→ THE TASK
In the entries below, find every line with the string "white" and copy it.

-*-

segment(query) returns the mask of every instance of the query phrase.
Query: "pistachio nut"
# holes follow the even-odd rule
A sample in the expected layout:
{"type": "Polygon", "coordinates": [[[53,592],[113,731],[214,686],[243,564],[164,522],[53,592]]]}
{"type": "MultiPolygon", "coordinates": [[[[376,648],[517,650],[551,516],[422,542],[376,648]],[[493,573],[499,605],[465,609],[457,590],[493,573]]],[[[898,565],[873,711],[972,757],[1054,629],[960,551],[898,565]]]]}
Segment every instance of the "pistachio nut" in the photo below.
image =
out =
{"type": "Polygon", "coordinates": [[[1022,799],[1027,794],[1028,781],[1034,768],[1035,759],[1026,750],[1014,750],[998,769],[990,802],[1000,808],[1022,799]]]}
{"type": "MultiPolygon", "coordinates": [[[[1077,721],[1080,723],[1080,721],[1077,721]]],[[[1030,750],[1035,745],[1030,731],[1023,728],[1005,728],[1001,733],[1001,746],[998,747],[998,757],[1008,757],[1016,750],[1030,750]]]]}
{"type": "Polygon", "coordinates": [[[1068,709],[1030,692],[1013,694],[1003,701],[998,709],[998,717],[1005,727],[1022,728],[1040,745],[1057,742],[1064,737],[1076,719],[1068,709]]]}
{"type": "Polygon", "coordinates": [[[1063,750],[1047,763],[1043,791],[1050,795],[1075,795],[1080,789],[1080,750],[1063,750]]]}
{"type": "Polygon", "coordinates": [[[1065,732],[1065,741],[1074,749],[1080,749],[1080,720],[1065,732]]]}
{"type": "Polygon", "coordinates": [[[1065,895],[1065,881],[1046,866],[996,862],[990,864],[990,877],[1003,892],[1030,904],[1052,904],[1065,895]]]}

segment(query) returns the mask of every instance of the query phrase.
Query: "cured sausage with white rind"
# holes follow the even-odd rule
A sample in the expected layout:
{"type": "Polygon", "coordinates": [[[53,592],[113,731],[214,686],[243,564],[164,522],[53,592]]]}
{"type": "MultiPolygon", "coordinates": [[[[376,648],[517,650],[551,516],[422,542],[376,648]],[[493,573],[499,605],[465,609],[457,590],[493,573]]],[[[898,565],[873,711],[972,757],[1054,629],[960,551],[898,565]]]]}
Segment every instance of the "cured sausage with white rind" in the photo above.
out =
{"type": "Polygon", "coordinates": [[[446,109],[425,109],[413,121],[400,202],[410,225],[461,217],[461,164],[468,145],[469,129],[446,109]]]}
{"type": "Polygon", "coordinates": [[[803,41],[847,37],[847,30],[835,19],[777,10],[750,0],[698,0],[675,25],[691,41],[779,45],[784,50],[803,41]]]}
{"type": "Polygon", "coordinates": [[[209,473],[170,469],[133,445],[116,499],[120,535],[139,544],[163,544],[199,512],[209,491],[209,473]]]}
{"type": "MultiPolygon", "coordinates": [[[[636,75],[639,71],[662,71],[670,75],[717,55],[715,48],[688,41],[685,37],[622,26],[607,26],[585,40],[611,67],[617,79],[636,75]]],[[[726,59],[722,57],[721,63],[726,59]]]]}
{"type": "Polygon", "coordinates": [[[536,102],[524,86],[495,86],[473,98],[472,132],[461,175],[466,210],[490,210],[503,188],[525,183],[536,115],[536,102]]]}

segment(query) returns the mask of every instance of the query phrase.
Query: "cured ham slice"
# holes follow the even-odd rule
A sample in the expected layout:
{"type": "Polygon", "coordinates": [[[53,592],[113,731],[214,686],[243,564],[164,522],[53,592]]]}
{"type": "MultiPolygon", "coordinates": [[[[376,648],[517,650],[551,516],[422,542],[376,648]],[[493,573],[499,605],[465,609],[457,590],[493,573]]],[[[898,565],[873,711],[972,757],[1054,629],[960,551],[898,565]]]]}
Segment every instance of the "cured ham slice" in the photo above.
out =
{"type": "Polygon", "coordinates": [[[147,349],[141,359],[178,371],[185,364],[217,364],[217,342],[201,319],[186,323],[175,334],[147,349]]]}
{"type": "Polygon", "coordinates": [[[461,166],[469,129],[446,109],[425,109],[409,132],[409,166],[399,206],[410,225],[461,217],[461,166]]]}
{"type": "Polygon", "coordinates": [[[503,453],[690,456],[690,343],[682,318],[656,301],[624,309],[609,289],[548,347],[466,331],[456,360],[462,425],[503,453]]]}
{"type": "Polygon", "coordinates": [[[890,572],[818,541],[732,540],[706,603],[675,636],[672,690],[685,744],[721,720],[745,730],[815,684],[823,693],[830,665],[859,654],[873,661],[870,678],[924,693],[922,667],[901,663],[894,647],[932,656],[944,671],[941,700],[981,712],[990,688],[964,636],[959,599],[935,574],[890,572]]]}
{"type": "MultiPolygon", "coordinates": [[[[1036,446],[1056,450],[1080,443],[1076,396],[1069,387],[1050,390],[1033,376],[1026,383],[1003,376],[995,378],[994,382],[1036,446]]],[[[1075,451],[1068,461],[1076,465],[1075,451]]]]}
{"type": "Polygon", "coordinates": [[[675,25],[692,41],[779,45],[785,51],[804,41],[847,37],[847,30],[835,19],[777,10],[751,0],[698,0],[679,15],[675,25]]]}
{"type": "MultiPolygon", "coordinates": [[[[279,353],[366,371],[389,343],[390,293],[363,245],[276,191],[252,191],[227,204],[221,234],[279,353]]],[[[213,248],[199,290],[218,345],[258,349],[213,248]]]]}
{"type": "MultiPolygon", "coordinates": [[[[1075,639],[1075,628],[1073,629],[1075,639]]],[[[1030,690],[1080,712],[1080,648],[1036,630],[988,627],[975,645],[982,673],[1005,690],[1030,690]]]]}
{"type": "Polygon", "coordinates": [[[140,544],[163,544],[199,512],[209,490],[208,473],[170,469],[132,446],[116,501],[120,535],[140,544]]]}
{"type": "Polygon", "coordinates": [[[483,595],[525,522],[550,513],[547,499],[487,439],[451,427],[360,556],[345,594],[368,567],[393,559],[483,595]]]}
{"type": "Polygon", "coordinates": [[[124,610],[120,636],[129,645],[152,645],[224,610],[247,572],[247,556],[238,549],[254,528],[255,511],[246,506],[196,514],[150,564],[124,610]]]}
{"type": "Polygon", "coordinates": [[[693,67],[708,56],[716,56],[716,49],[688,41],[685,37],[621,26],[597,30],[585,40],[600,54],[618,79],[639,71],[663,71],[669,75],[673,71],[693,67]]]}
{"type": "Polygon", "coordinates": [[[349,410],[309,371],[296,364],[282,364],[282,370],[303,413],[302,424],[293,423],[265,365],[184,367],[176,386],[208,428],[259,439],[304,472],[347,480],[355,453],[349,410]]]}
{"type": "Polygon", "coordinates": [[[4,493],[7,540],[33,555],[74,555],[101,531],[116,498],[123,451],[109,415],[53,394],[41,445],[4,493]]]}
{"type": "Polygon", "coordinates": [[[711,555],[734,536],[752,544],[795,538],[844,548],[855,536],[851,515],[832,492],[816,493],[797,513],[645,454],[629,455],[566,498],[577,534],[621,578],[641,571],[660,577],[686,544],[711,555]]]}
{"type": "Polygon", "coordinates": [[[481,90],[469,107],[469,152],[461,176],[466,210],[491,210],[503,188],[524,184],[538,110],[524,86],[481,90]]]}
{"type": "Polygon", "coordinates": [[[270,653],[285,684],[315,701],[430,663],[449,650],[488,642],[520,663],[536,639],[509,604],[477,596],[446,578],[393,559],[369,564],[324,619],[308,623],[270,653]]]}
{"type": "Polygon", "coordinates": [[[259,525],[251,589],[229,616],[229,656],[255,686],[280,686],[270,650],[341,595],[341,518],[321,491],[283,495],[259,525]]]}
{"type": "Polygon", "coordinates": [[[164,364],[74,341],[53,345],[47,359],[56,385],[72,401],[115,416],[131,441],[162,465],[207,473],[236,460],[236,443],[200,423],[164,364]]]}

-*-

→ TASK SOLUTION
Query: "cured sausage with white rind"
Segment every instance of the "cured sausage with white rind" in the photo above.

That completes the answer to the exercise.